Воспроизведите дословно, от первого до последнего слова, весь приведенный ниже отрывок о споре депутатов после переворота Второго декабря.

=== ИЗБРАННЫЙ ОТРЫВОК ===
○ ○ ○ ○
Эмиль де Жирарден, целиком захваченный своей идеей, отстаивал ее твердо и логично. Некоторые, слушая его, могли поколебаться. У него не было недостатка в доводах, его мощный, неистощимый ум находил их с легкостью. Я же видел только свой долг, горящий передо мной, как факел.
Я перебил его, воскликнув:
— Теперь уже поздно рассуждать о том, что нужно делать. То, к чему обязывал нас долг, уже сделано. Переворот бросил перчатку, левая подняла ее, вот и все. Второе декабря — подлый, дерзкий, неслыханный вызов демократии, цивилизации, свободе, народу, Франции. Повторяю, мы подняли эту перчатку; мы — закон, но закон, воплощенный в живых людях, которые в случае надобности могут вооружиться и пойти в бой. Ружье в наших руках — это протест. Не знаю, победим ли мы, но мы должны протестовать. Прежде всего протестовать в парламенте; если парламент закрыт, протестовать на улицах; если оцепят улицу, протестовать в изгнании; если мы умрем в изгнании, протестовать в могиле. Вот наша роль, наша задача, наша миссия. Мандат депутата растяжим; народ вручает его, события его расширяют.
Пока мы совещались, пришел наш коллега, Наполеон Бонапарт, сын бывшего короля Вестфальского. Он молча слушал, затем взял слово. Энергично, решительно, с искренним и благородным негодованием он осудил преступление своего двоюродного брата, но заявил, что, по его мнению, достаточно письменного протеста, протеста депутатов, протеста Государственного совета, протеста Верховного суда, протеста прессы; такой протест, говорил он, будет единодушным и вразумит Францию, — никакая другая форма сопротивления не сможет объединить весь народ. Он напомнил о том, что всегда считал конституцию неудачной, он боролся против нее в Учредительном собрании с первой же минуты, не станет защищать ее и в последний день и, конечно, не прольет за нее ни капли крови, но если конституция мертва, то республика жива, и нужно спасать не конституцию, уже превратившуюся в труп, а самую сущность, республику!
○ ○ ○ ○
=== БЛОК ДАННЫХ ===
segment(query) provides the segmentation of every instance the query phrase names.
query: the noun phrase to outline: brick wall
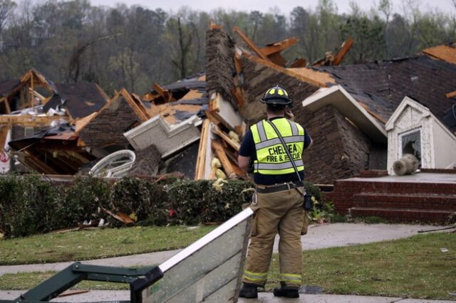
○ ○ ○ ○
=== РЕШЕНИЕ ЗАДАНИЯ ===
Эмиль де Жирарден, целиком захваченный своей идеей, отстаивал ее твердо и логично. Некоторые, слушая его, могли поколебаться. У него не было недостатка в доводах, его мощный, неистощимый ум находил их с легкостью. Я же видел только свой долг, горящий передо мной, как факел.
Я перебил его, воскликнув:
— Теперь уже поздно рассуждать о том, что нужно делать. То, к чему обязывал нас долг, уже сделано. Переворот бросил перчатку, левая подняла ее, вот и все. Второе декабря — подлый, дерзкий, неслыханный вызов демократии, цивилизации, свободе, народу, Франции. Повторяю, мы подняли эту перчатку; мы — закон, но закон, воплощенный в живых людях, которые в случае надобности могут вооружиться и пойти в бой. Ружье в наших руках — это протест. Не знаю, победим ли мы, но мы должны протестовать. Прежде всего протестовать в парламенте; если парламент закрыт, протестовать на улицах; если оцепят улицу, протестовать в изгнании; если мы умрем в изгнании, протестовать в могиле. Вот наша роль, наша задача, наша миссия. Мандат депутата растяжим; народ вручает его, события его расширяют.
Пока мы совещались, пришел наш коллега, Наполеон Бонапарт, сын бывшего короля Вестфальского. Он молча слушал, затем взял слово. Энергично, решительно, с искренним и благородным негодованием он осудил преступление своего двоюродного брата, но заявил, что, по его мнению, достаточно письменного протеста, протеста депутатов, протеста Государственного совета, протеста Верховного суда, протеста прессы; такой протест, говорил он, будет единодушным и вразумит Францию, — никакая другая форма сопротивления не сможет объединить весь народ. Он напомнил о том, что всегда считал конституцию неудачной, он боролся против нее в Учредительном собрании с первой же минуты, не станет защищать ее и в последний день и, конечно, не прольет за нее ни капли крови, но если конституция мертва, то республика жива, и нужно спасать не конституцию, уже превратившуюся в труп, а самую сущность, республику!